**PROVIDED TEXT**:
▬▬▬
Professor Abhiram G. Ranade


Department of Computer Science and Engineering
Indian Institute of Technology Bombay
Lecture No. 1 Part – 4
Introduction
About the spirit of the course, demo
(Refer Slide Time: 0:27)

In the previous segment, we discussed the general form of a program, we discussed the notions
of syntax and terms such as control flow, then we also observed that repeat statements can be
nested inside other repeat statements.
(Refer Slide Time: 1:16)

In this segment, we are going to take a review of what has happened, and we will answer some
questions that you might have in your minds. So for example, we have been doing picture
drawing in this lecture sequence and let me now say why we are doing picture drawing. So, let us
ask what happens in general when you solve any problem. So when you solve any problem, you
will need to do some calculations, you will need to take some actions.

Now those actions will typically contain patterns, and you will have to understand those patterns.
And a pattern might be something like a certain sequence of calculations is repeated. So what do
you do in that case? In that case you use a repeat statement. So this is a key programming
activity. The pattern in the calculation must be mirrored by an appropriate statement in the
program.

So if it is a simple repetition, then you should have a repeat statement okay. If something is to be
repeated 5 times you should not write that 5 times, but you should write a repeat statement with
repeat count 5 and put whatever is to be repeated inside the body.
▬▬▬
**DATA SHOWN**:
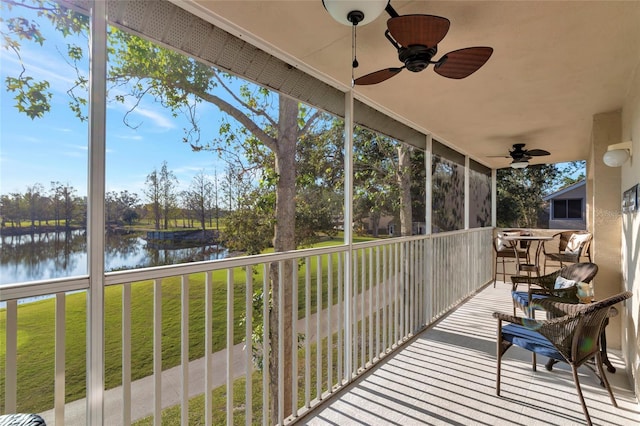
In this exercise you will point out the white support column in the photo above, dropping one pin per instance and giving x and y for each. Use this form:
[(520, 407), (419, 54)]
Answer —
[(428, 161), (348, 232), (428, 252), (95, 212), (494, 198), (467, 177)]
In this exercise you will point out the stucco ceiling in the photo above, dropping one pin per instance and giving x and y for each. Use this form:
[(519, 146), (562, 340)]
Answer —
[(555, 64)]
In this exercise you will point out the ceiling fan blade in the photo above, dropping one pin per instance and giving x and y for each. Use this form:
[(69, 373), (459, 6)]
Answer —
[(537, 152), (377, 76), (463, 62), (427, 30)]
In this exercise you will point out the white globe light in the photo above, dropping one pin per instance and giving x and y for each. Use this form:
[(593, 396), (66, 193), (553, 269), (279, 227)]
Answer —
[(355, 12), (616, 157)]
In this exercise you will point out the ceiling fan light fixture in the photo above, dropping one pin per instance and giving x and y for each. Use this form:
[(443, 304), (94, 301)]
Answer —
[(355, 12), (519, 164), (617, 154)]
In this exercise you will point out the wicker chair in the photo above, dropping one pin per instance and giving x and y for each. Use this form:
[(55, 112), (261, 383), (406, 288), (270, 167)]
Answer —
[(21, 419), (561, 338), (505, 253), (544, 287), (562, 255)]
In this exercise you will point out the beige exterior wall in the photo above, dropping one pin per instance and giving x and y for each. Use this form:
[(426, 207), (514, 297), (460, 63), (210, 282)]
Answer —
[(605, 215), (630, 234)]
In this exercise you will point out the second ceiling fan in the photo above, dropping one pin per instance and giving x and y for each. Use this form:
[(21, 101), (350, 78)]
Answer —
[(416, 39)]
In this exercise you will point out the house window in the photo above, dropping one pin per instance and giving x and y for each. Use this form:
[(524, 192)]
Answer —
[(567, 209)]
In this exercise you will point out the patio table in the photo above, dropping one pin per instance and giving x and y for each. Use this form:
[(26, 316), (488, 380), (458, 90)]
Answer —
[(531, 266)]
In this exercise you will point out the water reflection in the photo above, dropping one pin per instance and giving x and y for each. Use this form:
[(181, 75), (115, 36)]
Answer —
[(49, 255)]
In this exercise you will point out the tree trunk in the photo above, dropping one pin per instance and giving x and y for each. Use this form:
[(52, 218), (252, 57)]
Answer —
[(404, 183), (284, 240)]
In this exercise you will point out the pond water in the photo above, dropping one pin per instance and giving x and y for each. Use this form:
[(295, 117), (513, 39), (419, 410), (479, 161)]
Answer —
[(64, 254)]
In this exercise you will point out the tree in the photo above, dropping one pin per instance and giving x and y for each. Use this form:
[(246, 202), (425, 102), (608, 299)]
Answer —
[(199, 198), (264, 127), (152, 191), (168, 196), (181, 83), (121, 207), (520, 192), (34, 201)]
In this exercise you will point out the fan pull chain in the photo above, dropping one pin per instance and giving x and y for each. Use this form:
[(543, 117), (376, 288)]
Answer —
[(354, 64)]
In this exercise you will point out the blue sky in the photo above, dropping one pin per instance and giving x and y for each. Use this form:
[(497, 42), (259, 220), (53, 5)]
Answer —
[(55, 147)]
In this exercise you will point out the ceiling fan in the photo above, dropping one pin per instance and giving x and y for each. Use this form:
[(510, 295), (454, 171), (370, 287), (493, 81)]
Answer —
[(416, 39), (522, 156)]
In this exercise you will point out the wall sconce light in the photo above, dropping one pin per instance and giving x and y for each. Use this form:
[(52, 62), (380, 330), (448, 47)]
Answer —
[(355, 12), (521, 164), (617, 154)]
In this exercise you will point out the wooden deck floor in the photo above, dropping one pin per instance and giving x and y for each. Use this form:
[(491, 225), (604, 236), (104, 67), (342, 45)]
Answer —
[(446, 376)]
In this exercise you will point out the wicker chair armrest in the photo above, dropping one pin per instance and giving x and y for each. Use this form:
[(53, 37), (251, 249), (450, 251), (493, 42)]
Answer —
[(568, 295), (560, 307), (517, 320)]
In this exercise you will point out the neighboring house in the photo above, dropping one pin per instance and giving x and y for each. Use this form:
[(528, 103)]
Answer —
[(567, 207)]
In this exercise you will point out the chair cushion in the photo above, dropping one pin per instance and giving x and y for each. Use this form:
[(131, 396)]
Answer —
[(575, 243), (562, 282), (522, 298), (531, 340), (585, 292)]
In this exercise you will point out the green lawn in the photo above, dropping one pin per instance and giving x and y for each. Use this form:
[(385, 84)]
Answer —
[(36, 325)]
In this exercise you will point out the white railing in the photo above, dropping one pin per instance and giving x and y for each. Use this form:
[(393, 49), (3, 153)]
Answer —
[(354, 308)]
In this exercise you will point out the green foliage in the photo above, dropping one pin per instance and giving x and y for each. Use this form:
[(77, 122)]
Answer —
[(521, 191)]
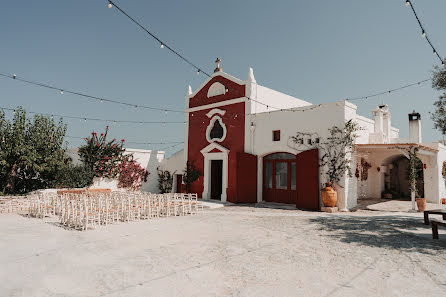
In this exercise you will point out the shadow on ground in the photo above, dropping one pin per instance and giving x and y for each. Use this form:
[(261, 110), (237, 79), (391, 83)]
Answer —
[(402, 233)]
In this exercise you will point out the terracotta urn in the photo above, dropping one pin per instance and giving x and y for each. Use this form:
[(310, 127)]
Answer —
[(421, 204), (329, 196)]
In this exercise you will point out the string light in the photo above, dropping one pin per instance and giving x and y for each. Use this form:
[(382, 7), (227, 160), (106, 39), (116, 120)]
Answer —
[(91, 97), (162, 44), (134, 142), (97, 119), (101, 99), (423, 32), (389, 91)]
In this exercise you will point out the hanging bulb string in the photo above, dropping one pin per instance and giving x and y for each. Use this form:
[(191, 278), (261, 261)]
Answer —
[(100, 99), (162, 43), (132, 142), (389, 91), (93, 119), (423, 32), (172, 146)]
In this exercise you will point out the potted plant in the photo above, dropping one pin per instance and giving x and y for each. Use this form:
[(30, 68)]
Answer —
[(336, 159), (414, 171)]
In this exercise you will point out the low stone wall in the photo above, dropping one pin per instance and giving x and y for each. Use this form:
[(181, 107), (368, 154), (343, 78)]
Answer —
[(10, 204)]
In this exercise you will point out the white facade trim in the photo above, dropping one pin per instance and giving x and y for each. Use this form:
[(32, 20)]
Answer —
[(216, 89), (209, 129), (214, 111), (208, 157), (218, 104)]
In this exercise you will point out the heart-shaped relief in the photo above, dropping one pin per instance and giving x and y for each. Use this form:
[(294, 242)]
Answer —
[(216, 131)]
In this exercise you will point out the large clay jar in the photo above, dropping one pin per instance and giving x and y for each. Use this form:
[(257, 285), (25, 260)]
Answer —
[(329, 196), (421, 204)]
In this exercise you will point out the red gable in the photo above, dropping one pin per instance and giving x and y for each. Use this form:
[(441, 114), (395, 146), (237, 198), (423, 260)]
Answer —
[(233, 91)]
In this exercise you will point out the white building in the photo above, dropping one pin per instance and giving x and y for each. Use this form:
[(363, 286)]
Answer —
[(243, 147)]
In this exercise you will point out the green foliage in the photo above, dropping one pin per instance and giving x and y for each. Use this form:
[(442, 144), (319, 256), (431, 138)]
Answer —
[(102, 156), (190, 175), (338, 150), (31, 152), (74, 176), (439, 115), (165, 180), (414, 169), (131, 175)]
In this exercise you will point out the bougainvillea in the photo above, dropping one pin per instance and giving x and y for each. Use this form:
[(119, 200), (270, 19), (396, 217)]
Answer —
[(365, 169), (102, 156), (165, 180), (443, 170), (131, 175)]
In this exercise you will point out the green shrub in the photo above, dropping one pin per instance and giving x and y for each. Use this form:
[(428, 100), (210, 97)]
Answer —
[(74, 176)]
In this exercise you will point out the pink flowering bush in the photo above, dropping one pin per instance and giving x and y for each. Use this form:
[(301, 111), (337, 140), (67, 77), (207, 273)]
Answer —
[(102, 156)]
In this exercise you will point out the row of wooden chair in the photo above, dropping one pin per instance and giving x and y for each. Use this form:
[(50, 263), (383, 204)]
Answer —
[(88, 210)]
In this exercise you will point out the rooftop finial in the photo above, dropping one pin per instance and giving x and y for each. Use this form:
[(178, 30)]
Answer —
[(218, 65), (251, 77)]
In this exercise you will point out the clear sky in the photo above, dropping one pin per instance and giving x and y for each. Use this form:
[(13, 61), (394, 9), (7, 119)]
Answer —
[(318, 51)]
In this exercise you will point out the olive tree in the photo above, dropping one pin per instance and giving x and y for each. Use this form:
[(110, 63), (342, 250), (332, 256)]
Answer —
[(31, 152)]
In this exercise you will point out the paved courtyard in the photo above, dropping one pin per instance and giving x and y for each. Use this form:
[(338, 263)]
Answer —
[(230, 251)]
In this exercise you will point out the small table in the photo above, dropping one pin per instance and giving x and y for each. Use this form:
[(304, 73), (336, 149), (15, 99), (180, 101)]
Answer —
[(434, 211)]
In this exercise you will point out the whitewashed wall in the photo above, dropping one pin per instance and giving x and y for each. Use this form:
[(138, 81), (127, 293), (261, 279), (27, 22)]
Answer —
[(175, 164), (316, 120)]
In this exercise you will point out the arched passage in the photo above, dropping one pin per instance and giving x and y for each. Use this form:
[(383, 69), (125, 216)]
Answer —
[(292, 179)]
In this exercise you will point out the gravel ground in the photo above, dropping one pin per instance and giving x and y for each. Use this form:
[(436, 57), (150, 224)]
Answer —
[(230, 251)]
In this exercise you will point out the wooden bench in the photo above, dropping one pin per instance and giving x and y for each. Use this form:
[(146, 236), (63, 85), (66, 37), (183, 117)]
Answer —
▬▬▬
**STATED EXERCISE 1**:
Reproduce the lecture transcript's wording from "(Refer Slide Time: 1:16)" up to and including "understand those patterns.".
**STATED EXERCISE 2**:
Transcribe the entries above word for word, from their first line up to and including the line with "[(21, 419), (561, 338), (505, 253), (544, 287), (562, 255)]". Leave the pictures out of your answer.

**FINISHED ANSWER 1**:
(Refer Slide Time: 1:16)

In this segment, we are going to take a review of what has happened, and we will answer some
questions that you might have in your minds. So for example, we have been doing picture
drawing in this lecture sequence and let me now say why we are doing picture drawing. So, let us
ask what happens in general when you solve any problem. So when you solve any problem, you
will need to do some calculations, you will need to take some actions.

Now those actions will typically contain patterns, and you will have to understand those patterns.

**FINISHED ANSWER 2**:
In this exercise you will point out the white support column in the photo above, dropping one pin per instance and giving x and y for each. Use this form:
[(520, 407), (419, 54)]
Answer —
[(428, 161), (348, 232), (428, 252), (95, 212), (494, 198), (467, 177)]
In this exercise you will point out the stucco ceiling in the photo above, dropping one pin per instance and giving x and y for each. Use this form:
[(519, 146), (562, 340)]
Answer —
[(555, 64)]
In this exercise you will point out the ceiling fan blade in the photo above, dropping one pin per instance and giving x and y for each. Use this form:
[(69, 373), (459, 6)]
Answer —
[(537, 152), (377, 76), (463, 62), (427, 30)]
In this exercise you will point out the white globe light in the photo above, dropping one pin per instance and giving x and y for each. Use this form:
[(593, 396), (66, 193), (553, 269), (279, 227)]
Answer —
[(355, 12), (616, 157)]
In this exercise you will point out the ceiling fan light fixture in the photo above, dropping one pin per instance and giving x and y for each. Use this form:
[(443, 304), (94, 301)]
Answer —
[(355, 12), (519, 164), (617, 154)]
In this exercise you will point out the wicker chair in the photo above, dropping one pin per instance and giving x and y for each. Use this form:
[(55, 112), (261, 383), (406, 288), (270, 167)]
Answer —
[(21, 419), (561, 338), (505, 253), (544, 287), (562, 255)]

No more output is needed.